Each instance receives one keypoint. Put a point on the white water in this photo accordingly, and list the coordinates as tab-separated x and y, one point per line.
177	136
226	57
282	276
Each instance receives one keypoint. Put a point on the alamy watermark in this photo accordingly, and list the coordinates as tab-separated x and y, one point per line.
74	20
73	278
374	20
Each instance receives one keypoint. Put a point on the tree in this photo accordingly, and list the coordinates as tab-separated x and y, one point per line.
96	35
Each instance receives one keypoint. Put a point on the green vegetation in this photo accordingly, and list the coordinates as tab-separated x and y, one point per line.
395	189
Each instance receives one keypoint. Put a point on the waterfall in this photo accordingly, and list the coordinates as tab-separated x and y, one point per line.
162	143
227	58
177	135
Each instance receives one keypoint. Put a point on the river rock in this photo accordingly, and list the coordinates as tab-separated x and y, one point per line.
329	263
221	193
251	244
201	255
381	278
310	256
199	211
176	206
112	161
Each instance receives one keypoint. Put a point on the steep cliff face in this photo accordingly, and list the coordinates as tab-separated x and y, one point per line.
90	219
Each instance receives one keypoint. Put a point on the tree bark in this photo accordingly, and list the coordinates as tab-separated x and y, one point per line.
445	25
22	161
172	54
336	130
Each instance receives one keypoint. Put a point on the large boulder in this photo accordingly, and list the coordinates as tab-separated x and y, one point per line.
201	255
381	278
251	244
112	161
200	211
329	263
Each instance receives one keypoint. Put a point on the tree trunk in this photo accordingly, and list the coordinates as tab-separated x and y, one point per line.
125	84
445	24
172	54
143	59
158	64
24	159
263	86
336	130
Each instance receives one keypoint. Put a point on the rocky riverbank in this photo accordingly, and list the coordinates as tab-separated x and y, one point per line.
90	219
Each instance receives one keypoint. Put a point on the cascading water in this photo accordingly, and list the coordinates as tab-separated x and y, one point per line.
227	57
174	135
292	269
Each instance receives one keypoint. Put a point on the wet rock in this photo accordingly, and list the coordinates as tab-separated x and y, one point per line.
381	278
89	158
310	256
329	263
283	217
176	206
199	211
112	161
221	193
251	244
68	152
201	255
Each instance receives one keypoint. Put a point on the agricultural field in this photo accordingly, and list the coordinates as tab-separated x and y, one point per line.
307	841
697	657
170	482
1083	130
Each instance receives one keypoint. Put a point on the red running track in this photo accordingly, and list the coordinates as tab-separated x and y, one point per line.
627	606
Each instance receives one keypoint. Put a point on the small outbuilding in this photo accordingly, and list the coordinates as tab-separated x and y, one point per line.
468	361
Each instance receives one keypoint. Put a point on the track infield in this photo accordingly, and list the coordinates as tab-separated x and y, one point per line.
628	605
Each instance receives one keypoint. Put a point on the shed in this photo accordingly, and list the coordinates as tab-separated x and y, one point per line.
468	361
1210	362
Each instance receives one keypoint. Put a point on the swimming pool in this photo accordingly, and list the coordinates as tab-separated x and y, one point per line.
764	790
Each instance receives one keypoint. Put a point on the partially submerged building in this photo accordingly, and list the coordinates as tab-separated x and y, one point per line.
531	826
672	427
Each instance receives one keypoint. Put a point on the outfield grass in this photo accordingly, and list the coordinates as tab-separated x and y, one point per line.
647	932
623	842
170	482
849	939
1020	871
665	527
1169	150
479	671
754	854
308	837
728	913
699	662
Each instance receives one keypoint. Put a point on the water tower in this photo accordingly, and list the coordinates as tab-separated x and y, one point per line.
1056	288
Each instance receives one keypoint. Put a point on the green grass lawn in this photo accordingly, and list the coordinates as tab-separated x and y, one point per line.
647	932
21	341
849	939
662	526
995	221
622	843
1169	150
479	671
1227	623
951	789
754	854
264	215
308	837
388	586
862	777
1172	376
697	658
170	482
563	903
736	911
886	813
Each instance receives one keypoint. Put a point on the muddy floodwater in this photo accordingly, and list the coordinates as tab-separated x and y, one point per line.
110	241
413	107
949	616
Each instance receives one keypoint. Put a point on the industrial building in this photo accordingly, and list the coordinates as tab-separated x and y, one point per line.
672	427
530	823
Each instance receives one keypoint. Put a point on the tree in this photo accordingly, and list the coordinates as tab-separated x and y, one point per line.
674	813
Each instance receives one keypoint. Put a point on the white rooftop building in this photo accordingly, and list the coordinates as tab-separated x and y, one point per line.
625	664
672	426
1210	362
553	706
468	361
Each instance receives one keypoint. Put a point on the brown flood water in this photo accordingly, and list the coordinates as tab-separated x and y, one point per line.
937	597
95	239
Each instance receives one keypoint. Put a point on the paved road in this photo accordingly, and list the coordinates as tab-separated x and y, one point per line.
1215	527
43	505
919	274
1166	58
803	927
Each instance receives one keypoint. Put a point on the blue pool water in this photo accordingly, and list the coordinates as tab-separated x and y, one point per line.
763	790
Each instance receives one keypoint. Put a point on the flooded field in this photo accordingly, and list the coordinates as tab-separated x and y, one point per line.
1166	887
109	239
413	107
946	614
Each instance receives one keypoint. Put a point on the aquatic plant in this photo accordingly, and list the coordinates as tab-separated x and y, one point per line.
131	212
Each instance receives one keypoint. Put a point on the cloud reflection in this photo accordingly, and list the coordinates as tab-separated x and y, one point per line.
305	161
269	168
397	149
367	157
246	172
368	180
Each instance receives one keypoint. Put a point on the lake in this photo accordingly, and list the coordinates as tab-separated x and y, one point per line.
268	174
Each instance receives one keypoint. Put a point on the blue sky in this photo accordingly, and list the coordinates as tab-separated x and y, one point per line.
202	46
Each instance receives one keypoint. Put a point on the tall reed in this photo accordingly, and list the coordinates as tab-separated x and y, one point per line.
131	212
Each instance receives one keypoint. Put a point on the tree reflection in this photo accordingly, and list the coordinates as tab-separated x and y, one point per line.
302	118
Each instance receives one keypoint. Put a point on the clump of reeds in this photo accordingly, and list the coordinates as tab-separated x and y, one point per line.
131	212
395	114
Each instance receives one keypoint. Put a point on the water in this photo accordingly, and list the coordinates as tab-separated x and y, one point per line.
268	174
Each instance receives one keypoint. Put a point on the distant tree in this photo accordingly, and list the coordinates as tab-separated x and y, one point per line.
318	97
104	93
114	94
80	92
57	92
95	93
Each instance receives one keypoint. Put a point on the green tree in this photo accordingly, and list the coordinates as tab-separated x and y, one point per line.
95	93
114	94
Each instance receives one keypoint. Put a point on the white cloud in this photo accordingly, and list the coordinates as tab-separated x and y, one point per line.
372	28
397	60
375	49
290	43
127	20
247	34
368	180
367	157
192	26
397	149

○ ○ ○ ○ ○

Exercise description:
Reproduce, word for word, only the lines from the one that contains "Each instance receives one keypoint. Put a point on the distant" through the final line.

Output for this exercise:
Each instance receives one keypoint. Put a point on the distant tree in this photo accordingly, and list the coordinates as tab-separated x and y, one point per line.
318	97
104	93
114	94
80	92
57	92
95	93
Each instance receives one keypoint. Put a point on the green tree in this photo accordingly, and list the coordinates as tab-separated x and y, one point per line.
95	93
114	94
Each instance receives one keypoint. Put a point on the white cloud in this photo accordingly, and list the coordinates as tab-separated x and y, one point per line.
372	28
397	60
375	49
290	43
127	20
247	34
368	180
367	157
192	26
397	149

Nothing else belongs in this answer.